▼▼▼

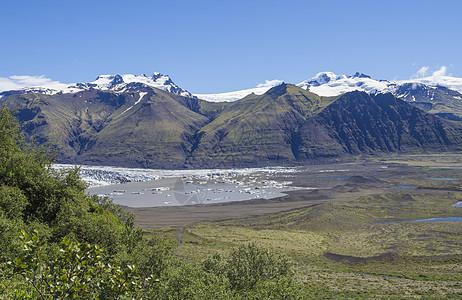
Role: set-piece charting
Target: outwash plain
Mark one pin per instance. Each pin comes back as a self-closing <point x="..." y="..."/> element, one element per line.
<point x="352" y="236"/>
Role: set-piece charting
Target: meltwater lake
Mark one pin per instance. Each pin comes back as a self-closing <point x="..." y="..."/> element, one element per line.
<point x="150" y="187"/>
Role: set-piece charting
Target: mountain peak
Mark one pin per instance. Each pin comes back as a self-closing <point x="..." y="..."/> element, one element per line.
<point x="360" y="75"/>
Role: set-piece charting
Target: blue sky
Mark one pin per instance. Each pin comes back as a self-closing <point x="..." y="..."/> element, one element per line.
<point x="219" y="46"/>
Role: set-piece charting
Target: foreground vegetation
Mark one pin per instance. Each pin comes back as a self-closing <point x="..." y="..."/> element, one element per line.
<point x="58" y="242"/>
<point x="349" y="250"/>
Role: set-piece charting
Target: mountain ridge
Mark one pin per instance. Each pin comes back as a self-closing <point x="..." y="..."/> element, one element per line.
<point x="148" y="127"/>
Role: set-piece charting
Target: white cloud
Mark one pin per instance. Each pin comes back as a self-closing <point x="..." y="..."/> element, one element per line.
<point x="270" y="83"/>
<point x="440" y="72"/>
<point x="17" y="82"/>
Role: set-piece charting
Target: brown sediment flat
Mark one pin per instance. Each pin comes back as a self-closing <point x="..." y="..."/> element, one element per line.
<point x="327" y="183"/>
<point x="179" y="216"/>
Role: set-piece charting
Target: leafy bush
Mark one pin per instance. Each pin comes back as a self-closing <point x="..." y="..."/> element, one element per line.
<point x="80" y="271"/>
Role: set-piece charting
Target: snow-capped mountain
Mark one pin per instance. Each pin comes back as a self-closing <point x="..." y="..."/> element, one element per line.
<point x="331" y="84"/>
<point x="116" y="83"/>
<point x="233" y="96"/>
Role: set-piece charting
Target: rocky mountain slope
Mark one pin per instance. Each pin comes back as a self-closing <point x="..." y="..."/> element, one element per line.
<point x="148" y="127"/>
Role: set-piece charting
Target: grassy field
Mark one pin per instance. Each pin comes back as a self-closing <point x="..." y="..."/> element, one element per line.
<point x="343" y="249"/>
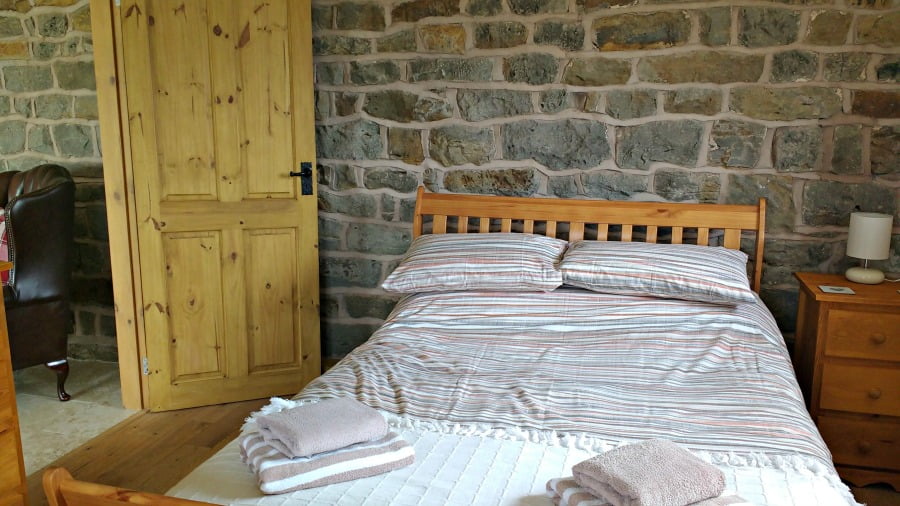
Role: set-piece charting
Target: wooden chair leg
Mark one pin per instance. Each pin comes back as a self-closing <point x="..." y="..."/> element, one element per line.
<point x="61" y="368"/>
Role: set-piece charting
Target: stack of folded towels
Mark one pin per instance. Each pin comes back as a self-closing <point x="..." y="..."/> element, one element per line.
<point x="652" y="473"/>
<point x="319" y="444"/>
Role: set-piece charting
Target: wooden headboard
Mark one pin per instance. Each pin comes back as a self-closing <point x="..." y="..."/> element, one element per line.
<point x="577" y="219"/>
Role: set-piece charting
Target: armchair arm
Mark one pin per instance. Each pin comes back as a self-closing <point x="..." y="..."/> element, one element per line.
<point x="39" y="227"/>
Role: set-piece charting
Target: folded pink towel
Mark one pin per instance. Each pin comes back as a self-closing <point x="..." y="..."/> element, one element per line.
<point x="277" y="474"/>
<point x="651" y="473"/>
<point x="567" y="492"/>
<point x="324" y="426"/>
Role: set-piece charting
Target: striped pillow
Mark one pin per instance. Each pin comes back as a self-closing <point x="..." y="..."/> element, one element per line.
<point x="673" y="271"/>
<point x="496" y="261"/>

▲▲▲

▸ Instructions to follow
Generate a word-for-word copy of the preceding records, excluding all pictures.

▸ Answer for this exercise
Role: set-piece charting
Target: outwash plain
Mark one pin per instance. Each pin comes back as a self-closing <point x="..." y="..."/> element, one element per line.
<point x="352" y="236"/>
Role: set-piece charting
Target: meltwater lake
Mark one pin per instance. Each pin comes back as a self-closing <point x="..." y="..."/> element, one element per line.
<point x="150" y="187"/>
Role: set-piece charting
Target: mountain peak
Mark one pin per instance. Each pin comes back as a self-closing <point x="..." y="..."/> element, one element per line.
<point x="360" y="75"/>
Role: set-piece charting
Target: blue sky
Mark one pin per instance. Each pin comes back as a self-closing <point x="..." y="..."/> element, one element per line.
<point x="219" y="46"/>
Role: set-piece charting
Target: foreground vegetation
Mark one pin per instance. Each pin comes back as a self-closing <point x="..." y="..."/> element, one element per line.
<point x="58" y="242"/>
<point x="349" y="250"/>
Role: set-piece charting
Target: mountain ridge
Mark one pin per instance. Each pin comes back as a self-closing <point x="..." y="..."/> element, one element per line.
<point x="148" y="127"/>
Role: set-piece charting
Target: white cloud
Mark one pin per instance. Each pin comes back as a self-closing <point x="..." y="..."/> element, one element per line.
<point x="270" y="83"/>
<point x="440" y="72"/>
<point x="17" y="82"/>
Role: set-piece charting
Target: brown sediment flat
Mark one pin per instance. Each pin comes back as a self-closing <point x="..." y="..."/> element, one element per line.
<point x="327" y="183"/>
<point x="179" y="216"/>
Role: set-piece charting
Target: leafy bush
Mark one pin per instance. Each pin comes back as a self-closing <point x="..." y="..."/> element, one element per line.
<point x="80" y="271"/>
Role: set-piece charting
Target: snow-capped mountain
Mark one pin per instance. Each pin comes back as a self-closing <point x="..." y="..."/> element, one element per line.
<point x="331" y="84"/>
<point x="116" y="83"/>
<point x="233" y="96"/>
Role: set-piece charting
Target: rocky mountain slope
Mark one pin per instance. Each pin comes back as a self-closing <point x="..." y="..."/> element, one element per line.
<point x="148" y="127"/>
Role: set-piece charting
Target: grassy field
Mark one pin per instance. Each pin comes back as a self-closing <point x="..." y="..."/> element, one element per line.
<point x="343" y="249"/>
Role: set-piece charting
Target: wooden chair leg
Mark one pin per instance. Each pin comes back as a self-closing <point x="..." y="..."/> element, one element per line.
<point x="61" y="368"/>
Role: set-piece charting
Target: stack of folded towels
Mark one pin per instance. Each pin comes back as a self-closing <point x="..." y="..."/> element, one element per line.
<point x="652" y="473"/>
<point x="319" y="444"/>
Role: set-piece charting
Target: wooden headboard
Mark one pin per instance. Each pin comes back as a self-closing <point x="..." y="..."/> element, one element per line.
<point x="577" y="219"/>
Role: set-piece charting
Target: armchair arm
Mark one pin per instance. Each pin comes back as a self-closing <point x="..." y="..."/> element, one element per line.
<point x="39" y="227"/>
Role: set-piece charting
Target: folded pink towel
Mark one pin per instance. Each pin comes back as a self-closing <point x="..." y="..."/> element, one element per line.
<point x="277" y="474"/>
<point x="651" y="473"/>
<point x="567" y="492"/>
<point x="324" y="426"/>
Role: set-piece charting
Target: striped pillow
Mark one pin per instance. Each pin comes back as a self-closing <point x="..." y="..."/> element, one element per line.
<point x="673" y="271"/>
<point x="496" y="261"/>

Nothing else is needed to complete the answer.